> [Material shown]:
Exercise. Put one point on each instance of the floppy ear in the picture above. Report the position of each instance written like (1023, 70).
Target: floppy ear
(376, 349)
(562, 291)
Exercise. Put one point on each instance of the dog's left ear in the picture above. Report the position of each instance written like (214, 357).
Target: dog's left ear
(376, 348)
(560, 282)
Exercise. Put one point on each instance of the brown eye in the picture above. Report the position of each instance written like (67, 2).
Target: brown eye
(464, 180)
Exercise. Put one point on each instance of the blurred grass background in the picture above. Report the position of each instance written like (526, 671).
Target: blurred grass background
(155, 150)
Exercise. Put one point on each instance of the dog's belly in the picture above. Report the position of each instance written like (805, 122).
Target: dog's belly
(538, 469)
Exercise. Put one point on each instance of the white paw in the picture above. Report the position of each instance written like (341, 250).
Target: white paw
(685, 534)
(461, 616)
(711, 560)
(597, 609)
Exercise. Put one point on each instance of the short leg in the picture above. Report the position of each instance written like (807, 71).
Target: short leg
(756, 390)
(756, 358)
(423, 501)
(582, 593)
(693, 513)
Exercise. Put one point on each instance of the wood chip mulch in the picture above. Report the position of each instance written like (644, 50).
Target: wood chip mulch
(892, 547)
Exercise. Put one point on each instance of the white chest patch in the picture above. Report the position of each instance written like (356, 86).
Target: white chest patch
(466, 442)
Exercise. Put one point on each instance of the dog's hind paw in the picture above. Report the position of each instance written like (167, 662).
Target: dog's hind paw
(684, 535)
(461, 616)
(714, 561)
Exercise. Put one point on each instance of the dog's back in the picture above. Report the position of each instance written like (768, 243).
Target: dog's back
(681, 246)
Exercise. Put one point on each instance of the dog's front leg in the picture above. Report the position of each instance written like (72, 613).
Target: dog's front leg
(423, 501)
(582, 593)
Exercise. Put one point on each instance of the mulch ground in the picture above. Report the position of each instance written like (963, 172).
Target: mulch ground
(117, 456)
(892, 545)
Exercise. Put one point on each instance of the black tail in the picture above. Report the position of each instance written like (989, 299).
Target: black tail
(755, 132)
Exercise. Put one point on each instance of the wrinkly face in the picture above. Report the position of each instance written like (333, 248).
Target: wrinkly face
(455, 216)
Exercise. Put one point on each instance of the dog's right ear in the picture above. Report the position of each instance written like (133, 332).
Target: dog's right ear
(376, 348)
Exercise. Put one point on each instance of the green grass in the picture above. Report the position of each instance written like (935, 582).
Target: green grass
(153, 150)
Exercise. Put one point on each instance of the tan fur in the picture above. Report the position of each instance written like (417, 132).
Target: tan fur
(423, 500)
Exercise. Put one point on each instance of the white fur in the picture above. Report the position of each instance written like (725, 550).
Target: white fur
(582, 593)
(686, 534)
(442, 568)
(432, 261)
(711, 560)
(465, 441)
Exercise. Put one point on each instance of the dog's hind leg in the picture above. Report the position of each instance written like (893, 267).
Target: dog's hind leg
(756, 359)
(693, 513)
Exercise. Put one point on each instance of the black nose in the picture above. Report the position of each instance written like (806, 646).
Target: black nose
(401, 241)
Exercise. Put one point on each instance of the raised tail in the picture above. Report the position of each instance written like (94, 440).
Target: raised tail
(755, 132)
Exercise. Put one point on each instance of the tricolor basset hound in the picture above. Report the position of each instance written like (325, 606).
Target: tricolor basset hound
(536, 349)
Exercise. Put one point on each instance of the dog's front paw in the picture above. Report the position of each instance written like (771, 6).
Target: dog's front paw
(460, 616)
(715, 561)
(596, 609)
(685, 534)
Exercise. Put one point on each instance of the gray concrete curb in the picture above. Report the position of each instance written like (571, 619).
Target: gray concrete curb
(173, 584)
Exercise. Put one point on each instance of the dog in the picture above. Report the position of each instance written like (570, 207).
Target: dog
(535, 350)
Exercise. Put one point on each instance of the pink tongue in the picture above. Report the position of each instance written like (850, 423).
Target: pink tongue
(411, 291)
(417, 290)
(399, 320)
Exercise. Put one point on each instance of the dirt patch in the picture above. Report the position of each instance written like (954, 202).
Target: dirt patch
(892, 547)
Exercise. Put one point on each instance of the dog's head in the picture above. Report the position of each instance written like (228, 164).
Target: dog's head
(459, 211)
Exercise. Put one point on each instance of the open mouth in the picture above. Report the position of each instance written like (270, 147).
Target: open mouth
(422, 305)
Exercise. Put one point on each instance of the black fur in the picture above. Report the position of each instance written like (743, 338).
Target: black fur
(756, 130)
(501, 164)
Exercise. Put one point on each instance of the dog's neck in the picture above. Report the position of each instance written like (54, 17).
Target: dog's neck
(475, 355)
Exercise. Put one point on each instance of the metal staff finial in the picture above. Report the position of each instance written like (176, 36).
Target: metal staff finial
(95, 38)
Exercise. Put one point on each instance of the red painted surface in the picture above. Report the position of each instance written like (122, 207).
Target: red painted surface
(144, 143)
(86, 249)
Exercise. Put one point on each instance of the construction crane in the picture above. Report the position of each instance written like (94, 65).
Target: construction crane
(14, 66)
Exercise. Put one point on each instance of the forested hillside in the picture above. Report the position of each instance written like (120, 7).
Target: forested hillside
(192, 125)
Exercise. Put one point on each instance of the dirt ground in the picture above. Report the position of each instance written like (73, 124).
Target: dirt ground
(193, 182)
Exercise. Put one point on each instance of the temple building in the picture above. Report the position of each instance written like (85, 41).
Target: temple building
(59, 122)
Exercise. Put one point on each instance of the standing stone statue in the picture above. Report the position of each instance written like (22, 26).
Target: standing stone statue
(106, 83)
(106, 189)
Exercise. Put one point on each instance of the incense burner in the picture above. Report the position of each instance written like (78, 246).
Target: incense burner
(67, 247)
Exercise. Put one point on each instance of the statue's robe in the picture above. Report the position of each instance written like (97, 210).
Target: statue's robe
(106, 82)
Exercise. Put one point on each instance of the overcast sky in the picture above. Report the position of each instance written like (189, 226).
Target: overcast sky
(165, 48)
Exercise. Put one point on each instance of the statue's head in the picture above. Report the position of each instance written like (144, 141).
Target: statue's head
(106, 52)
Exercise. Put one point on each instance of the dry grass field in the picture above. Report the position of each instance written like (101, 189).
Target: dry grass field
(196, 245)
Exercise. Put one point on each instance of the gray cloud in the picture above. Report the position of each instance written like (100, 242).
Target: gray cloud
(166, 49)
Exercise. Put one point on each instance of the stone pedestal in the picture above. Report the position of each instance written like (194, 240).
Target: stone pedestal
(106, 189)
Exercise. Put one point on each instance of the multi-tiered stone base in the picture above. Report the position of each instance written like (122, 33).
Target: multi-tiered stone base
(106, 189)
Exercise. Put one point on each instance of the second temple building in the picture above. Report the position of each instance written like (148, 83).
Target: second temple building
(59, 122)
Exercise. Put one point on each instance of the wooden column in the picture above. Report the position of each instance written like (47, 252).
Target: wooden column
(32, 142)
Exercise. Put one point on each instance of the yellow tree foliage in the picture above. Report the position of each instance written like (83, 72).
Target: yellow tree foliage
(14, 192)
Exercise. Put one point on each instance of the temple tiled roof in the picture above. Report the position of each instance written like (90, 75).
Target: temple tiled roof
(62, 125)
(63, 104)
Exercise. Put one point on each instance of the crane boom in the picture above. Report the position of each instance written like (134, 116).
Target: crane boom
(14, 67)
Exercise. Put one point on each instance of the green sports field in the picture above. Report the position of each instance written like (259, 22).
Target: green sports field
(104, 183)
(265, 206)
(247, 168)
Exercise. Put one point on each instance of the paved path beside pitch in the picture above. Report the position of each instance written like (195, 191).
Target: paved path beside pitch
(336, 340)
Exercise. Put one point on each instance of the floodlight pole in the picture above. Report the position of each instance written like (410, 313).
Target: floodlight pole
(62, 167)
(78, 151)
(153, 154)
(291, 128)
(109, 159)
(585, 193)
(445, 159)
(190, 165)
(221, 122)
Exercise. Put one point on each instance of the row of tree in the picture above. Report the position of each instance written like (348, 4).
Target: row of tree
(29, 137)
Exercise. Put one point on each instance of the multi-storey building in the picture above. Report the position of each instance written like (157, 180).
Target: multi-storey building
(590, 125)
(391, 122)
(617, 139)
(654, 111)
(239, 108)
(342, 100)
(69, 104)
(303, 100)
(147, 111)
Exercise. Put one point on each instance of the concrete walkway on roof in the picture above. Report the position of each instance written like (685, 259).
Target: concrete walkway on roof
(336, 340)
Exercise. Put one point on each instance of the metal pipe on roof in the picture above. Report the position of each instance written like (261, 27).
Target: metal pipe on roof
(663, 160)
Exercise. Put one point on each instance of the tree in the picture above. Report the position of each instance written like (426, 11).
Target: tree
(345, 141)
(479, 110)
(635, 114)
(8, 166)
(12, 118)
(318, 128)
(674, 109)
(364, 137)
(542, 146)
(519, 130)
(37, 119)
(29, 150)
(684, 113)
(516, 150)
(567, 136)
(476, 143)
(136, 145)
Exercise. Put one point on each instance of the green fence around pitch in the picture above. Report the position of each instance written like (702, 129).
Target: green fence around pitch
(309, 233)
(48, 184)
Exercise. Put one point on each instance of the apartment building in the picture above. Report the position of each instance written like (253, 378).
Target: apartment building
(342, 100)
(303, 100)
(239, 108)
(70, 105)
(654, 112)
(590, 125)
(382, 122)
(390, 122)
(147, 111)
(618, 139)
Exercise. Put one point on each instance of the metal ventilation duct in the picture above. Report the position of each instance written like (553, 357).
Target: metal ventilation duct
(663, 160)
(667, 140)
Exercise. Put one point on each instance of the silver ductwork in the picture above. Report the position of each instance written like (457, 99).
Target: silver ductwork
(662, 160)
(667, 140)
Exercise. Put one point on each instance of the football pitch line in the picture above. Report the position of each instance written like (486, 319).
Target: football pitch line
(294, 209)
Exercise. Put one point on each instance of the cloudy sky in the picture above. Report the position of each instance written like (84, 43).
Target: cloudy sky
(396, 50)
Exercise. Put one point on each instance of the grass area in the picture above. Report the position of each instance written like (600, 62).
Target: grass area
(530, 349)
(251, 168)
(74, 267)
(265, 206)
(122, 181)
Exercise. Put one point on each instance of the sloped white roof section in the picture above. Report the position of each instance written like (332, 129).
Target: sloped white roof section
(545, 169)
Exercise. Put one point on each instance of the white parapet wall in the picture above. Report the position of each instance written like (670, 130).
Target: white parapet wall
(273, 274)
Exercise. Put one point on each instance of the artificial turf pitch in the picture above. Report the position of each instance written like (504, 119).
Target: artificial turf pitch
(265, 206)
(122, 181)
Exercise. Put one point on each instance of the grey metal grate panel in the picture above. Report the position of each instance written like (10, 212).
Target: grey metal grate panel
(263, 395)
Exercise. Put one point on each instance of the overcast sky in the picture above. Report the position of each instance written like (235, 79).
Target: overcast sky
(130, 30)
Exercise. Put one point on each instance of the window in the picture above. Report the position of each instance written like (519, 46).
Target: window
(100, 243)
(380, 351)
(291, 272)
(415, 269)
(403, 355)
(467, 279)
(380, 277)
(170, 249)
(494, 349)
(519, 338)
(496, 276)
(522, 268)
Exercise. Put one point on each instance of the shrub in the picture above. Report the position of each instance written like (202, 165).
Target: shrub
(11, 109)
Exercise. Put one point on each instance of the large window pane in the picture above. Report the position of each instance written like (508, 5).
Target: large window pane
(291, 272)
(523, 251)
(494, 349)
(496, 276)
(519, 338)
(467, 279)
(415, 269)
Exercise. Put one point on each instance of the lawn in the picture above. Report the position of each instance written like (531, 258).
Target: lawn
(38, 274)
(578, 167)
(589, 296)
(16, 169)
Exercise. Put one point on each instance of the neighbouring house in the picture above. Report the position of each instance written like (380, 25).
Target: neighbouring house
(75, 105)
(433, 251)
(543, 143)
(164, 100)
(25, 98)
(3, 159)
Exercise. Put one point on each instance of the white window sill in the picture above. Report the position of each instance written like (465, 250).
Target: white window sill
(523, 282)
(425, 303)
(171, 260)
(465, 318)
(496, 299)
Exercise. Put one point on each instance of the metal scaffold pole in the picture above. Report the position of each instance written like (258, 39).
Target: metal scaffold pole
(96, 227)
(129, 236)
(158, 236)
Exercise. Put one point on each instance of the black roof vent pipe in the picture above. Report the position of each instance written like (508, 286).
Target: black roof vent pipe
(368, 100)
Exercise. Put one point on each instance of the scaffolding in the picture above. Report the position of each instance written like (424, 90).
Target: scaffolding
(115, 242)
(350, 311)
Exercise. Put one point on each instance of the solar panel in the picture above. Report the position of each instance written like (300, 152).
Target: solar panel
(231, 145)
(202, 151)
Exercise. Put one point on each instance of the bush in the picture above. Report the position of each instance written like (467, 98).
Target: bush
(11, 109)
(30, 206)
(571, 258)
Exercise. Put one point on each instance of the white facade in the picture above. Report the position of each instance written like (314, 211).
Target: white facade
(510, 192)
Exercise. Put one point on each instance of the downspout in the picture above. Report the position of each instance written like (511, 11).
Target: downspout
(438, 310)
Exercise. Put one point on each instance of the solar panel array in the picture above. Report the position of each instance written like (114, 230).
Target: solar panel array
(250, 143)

> [Your objective]:
Among the records above, extract exactly the lines from the line with "Exercise. Put one point on each instance of the brown" to the line with "Exercise. Put one point on each instance of the blurred", both lines included, and leave out the rest.

> [Result of the task]:
Exercise. Put one point on each instance of the brown eye in the picture above. Report the position of each instance written like (67, 2).
Target: brown eye
(464, 180)
Exercise. Put one point on each instance of the blurred grass background in the picture above. Report the position of each instance written like (526, 671).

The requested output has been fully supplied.